▸ Directions for this task: Repeat the material exactly as it appears.

▸ Rows:
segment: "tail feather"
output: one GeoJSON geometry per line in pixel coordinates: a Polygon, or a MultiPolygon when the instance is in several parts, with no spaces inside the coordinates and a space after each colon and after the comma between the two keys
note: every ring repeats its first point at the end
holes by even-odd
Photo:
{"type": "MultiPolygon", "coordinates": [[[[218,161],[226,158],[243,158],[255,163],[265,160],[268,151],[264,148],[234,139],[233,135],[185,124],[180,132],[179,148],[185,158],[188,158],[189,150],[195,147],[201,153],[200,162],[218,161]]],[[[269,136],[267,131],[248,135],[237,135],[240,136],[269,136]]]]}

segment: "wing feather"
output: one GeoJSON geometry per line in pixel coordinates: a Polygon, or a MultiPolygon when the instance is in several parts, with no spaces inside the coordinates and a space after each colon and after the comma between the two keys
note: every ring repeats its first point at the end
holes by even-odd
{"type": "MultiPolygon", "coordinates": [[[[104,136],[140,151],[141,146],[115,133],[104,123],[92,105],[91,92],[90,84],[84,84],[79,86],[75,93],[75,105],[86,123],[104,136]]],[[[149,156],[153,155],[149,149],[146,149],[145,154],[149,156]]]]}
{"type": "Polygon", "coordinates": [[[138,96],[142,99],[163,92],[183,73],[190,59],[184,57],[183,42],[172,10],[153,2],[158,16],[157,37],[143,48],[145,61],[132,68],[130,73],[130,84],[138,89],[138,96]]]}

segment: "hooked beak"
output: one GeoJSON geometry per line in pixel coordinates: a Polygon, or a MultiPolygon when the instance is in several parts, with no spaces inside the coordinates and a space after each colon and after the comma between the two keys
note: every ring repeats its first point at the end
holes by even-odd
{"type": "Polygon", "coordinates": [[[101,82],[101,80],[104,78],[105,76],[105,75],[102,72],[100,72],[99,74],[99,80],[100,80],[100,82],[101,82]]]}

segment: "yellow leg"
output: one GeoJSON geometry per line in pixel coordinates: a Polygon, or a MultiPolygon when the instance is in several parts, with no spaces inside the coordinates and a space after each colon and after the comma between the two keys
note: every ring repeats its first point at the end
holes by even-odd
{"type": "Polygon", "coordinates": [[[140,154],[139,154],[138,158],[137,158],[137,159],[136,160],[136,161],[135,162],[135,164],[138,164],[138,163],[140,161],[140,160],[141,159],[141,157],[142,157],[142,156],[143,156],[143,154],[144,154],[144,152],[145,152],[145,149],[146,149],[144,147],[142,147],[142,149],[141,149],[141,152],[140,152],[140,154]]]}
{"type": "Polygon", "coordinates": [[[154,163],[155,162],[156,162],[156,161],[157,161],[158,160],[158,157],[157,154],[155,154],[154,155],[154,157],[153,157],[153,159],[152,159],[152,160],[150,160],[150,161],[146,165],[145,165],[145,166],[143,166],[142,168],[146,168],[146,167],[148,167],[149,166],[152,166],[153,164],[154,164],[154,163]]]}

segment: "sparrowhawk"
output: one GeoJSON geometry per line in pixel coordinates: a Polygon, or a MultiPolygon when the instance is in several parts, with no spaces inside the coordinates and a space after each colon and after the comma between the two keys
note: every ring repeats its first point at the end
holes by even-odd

▸ Finished answer:
segment: "tail feather"
output: one GeoJSON geometry per line in pixel coordinates: a Polygon, or a MultiPolygon when the instance is in several parts, with no spaces inside the coordinates and a space after each colon and after the comma between the two keys
note: every ring repeats its first point at the end
holes by even-odd
Photo:
{"type": "MultiPolygon", "coordinates": [[[[218,161],[226,158],[243,158],[255,163],[265,160],[268,151],[264,148],[234,139],[233,135],[185,124],[180,132],[179,148],[185,158],[188,158],[189,150],[195,147],[201,153],[200,162],[218,161]]],[[[269,136],[267,131],[248,135],[237,135],[240,136],[269,136]]]]}

segment: "wing feather"
output: one GeoJSON geometry per line in pixel coordinates: a Polygon, or a MultiPolygon when the instance is in several parts, with no spaces inside the coordinates and a space after each colon and after the comma between the two keys
note: every ring repeats its first point at the end
holes by even-odd
{"type": "MultiPolygon", "coordinates": [[[[104,136],[140,151],[141,146],[115,133],[104,123],[92,105],[91,92],[90,84],[84,84],[79,86],[75,93],[75,105],[86,123],[104,136]]],[[[149,156],[153,155],[149,149],[146,149],[145,154],[149,156]]]]}
{"type": "Polygon", "coordinates": [[[138,96],[142,99],[163,92],[183,73],[190,59],[184,57],[183,42],[172,10],[153,2],[158,16],[157,37],[143,48],[145,61],[132,68],[130,73],[130,84],[138,89],[138,96]]]}

segment: "hooked beak"
output: one GeoJSON geometry per line in pixel coordinates: a Polygon, or a MultiPolygon when the instance is in several parts, with no spaces inside the coordinates and a space after each colon and after the comma between the two keys
note: every ring repeats its first point at the end
holes by even-odd
{"type": "Polygon", "coordinates": [[[101,82],[101,80],[104,78],[105,76],[105,75],[102,72],[100,72],[99,74],[99,80],[100,80],[100,82],[101,82]]]}

segment: "yellow leg"
output: one GeoJSON geometry per line in pixel coordinates: a Polygon, or a MultiPolygon when the instance is in several parts, with no spaces inside the coordinates and a space after each colon and after the comma between the two keys
note: every ring repeats its first point at the end
holes by even-odd
{"type": "Polygon", "coordinates": [[[140,154],[139,154],[138,158],[137,158],[137,159],[136,160],[136,161],[135,162],[135,164],[138,164],[138,163],[140,161],[140,160],[141,159],[141,157],[142,157],[142,156],[143,156],[143,154],[144,154],[144,152],[145,152],[145,149],[146,149],[144,147],[142,147],[142,149],[141,149],[141,152],[140,152],[140,154]]]}
{"type": "Polygon", "coordinates": [[[154,163],[155,162],[156,162],[156,161],[157,161],[158,160],[158,157],[157,154],[155,154],[154,155],[154,157],[153,157],[153,159],[152,159],[152,160],[150,160],[150,161],[146,165],[145,165],[145,166],[143,166],[142,168],[146,168],[146,167],[148,167],[149,166],[152,166],[153,164],[154,164],[154,163]]]}

segment: "sparrowhawk"
output: one GeoJSON geometry per line in pixel coordinates: a Polygon, or a MultiPolygon when the instance is in several parts, with no spaces inside the coordinates and a space after each colon and after the comma between the two keys
note: every ring repeats its first point at the end
holes by even-odd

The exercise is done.